» WORK REQUIRED:
Reproduce the listing starting with its first line and going on through the line with "175,247 -> 542,533", keeping both ends.

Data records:
+ + +

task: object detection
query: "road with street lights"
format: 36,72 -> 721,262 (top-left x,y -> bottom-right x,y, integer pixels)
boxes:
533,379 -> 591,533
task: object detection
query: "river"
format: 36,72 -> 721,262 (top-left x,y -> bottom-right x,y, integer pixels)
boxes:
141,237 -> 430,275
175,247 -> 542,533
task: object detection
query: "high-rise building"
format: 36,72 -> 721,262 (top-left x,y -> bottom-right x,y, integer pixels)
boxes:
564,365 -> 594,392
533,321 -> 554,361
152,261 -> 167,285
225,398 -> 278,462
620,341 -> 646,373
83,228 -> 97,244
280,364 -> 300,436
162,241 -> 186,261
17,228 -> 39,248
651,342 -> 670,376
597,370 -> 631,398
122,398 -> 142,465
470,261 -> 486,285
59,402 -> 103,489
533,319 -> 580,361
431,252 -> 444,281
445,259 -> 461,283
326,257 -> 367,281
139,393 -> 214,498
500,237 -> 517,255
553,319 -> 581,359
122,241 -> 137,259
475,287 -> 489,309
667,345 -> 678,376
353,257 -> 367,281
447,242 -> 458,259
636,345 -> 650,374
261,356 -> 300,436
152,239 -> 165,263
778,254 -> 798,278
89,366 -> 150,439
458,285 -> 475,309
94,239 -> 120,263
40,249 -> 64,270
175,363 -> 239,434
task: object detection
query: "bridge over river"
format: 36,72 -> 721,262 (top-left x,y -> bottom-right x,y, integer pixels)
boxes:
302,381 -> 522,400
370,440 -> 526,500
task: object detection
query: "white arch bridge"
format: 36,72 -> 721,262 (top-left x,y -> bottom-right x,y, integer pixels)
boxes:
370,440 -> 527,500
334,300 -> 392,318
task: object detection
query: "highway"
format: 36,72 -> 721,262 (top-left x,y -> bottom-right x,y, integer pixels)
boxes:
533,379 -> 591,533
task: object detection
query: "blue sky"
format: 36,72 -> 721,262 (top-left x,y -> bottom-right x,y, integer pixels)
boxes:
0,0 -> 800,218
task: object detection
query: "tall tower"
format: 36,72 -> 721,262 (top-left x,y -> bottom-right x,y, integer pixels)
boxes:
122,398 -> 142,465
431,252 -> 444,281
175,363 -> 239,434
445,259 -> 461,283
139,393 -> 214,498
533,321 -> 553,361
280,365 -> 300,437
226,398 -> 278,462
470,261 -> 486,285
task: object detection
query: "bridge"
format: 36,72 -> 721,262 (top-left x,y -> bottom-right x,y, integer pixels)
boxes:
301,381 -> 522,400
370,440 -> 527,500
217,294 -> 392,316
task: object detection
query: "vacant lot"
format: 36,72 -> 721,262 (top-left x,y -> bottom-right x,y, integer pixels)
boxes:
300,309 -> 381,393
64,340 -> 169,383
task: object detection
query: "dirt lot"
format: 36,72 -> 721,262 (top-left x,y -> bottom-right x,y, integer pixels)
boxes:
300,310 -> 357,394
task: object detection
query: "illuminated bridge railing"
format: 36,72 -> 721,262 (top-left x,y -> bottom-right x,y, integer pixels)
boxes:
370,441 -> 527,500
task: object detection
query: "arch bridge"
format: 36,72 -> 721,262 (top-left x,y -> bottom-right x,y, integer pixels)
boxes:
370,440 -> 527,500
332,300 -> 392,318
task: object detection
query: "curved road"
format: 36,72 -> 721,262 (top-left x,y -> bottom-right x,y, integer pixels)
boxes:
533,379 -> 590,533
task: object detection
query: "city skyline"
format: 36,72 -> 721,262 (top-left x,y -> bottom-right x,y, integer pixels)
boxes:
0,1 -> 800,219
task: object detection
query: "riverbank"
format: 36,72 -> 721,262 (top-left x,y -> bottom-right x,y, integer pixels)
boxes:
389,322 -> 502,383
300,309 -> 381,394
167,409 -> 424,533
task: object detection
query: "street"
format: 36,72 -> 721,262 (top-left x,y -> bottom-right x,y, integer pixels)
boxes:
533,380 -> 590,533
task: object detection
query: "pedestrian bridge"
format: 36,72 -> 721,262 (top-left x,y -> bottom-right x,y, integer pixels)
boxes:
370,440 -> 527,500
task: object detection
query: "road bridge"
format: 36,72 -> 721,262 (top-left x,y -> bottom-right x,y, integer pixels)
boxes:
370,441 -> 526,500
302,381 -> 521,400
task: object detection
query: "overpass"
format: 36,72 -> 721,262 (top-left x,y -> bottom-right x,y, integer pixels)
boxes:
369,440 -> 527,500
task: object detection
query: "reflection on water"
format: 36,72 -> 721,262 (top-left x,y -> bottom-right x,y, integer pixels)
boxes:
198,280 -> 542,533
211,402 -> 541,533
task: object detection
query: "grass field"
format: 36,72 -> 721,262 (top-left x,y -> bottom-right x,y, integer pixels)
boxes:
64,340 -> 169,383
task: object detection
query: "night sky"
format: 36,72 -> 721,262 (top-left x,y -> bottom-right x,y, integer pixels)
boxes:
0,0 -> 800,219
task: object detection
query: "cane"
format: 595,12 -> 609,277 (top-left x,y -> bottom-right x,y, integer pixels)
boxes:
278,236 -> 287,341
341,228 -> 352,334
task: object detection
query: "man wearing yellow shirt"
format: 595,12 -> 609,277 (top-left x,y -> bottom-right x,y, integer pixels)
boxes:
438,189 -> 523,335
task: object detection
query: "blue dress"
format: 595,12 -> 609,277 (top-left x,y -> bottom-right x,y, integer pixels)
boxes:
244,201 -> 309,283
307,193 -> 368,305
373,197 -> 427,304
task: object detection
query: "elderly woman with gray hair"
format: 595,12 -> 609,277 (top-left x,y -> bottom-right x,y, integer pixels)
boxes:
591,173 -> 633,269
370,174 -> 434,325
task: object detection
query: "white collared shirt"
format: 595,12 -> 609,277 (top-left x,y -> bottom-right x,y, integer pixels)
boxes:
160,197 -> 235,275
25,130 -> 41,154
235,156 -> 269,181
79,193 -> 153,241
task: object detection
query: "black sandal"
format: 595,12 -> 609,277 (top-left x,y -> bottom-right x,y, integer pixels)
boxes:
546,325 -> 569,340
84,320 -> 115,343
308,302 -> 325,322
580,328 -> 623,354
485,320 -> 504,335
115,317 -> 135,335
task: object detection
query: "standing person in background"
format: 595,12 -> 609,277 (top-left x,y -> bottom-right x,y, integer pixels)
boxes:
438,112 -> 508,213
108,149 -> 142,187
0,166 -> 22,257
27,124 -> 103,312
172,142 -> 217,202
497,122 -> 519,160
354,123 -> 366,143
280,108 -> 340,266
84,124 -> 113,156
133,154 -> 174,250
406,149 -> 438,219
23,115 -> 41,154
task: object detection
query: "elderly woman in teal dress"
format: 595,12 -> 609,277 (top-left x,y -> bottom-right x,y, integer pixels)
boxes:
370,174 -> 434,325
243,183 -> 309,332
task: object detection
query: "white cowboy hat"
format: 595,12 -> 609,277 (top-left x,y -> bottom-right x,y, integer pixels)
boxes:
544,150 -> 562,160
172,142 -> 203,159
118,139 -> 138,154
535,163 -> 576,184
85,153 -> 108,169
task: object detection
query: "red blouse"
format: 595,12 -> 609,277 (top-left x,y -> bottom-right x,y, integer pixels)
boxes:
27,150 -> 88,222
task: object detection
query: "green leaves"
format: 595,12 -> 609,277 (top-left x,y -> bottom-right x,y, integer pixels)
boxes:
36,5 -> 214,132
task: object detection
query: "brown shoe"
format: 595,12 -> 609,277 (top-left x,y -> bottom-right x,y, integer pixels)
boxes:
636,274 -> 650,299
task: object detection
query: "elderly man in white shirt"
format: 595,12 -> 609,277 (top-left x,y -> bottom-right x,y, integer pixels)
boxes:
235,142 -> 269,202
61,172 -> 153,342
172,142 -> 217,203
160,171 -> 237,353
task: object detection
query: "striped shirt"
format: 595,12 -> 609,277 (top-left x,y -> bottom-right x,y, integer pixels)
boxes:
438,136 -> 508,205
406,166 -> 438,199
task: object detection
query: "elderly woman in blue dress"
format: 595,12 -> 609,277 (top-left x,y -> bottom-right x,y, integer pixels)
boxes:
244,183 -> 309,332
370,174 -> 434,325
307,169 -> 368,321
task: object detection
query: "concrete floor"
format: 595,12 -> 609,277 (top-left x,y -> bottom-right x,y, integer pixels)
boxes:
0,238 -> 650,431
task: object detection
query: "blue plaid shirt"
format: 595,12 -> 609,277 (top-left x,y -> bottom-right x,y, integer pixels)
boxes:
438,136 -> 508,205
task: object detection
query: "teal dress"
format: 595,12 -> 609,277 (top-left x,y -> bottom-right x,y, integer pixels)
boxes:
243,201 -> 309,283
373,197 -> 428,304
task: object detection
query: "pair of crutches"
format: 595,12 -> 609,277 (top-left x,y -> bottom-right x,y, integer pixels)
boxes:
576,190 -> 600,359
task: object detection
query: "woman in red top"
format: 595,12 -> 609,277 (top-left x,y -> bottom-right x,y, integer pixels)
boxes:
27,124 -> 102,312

+ + +

» FINAL ANSWER:
task: object detection
query: "road with street lights"
format: 36,72 -> 721,262 (top-left x,y -> bottom-right x,y, integer pixels)
boxes:
533,379 -> 591,533
task: object detection
query: "river"
format: 36,72 -> 721,262 (top-left x,y -> bottom-right x,y, integer pixels)
boxes:
141,237 -> 430,275
175,247 -> 542,533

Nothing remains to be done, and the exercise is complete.